__AIM OF THE EXERCISE__
Look for the line that has "Target: blue sky" in the material below; please repeat it and every line after it, exactly, up to and including the line that has "like [[297, 261]].", and nothing else.

__THE DATA__
Start of Block

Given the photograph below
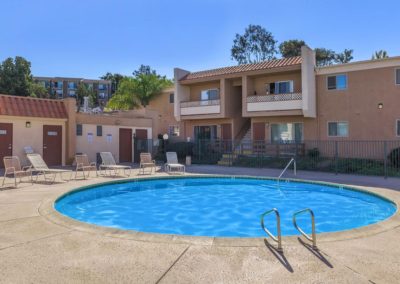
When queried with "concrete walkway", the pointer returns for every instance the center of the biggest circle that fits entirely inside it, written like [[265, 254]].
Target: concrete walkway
[[38, 246]]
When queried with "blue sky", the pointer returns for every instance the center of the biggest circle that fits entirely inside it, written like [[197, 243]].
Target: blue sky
[[87, 38]]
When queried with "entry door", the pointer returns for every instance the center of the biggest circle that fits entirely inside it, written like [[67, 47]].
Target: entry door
[[141, 143], [52, 145], [125, 145], [5, 141], [226, 135]]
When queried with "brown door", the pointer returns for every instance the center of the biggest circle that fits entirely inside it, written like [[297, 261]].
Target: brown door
[[226, 131], [5, 141], [52, 145], [259, 131], [125, 145]]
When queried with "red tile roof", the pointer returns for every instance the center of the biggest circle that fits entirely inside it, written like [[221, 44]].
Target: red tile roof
[[32, 107], [243, 68]]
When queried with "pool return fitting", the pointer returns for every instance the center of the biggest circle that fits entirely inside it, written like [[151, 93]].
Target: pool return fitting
[[278, 238]]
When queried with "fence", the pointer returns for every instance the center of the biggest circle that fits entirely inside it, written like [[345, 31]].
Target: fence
[[380, 158]]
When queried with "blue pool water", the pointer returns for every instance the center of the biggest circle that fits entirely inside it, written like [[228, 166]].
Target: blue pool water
[[221, 207]]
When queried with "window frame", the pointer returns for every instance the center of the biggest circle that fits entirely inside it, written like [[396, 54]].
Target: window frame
[[97, 130], [336, 75], [337, 122], [395, 76], [81, 128]]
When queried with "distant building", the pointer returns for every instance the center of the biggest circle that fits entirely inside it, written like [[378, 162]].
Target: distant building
[[63, 87]]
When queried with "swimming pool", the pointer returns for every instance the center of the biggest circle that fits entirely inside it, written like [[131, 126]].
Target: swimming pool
[[222, 206]]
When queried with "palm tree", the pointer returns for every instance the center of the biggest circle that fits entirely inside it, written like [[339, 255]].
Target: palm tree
[[380, 54]]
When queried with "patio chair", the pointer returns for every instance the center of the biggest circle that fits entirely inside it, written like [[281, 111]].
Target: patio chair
[[12, 167], [147, 162], [108, 163], [84, 165], [172, 163], [40, 167]]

End of Block

__YOUR SOLUTION__
Target: blue sky
[[87, 38]]
When queried with "entry door", the pointer returns for every instance the center of the biggest circle that fits entirely inside it, written like [[67, 47]].
Target: entry door
[[141, 143], [52, 145], [125, 145], [5, 141], [226, 135]]
When queried with "brown door", the pointer returns for every instance the center of the biggest circle that fits entirely inside it, written like [[297, 261]].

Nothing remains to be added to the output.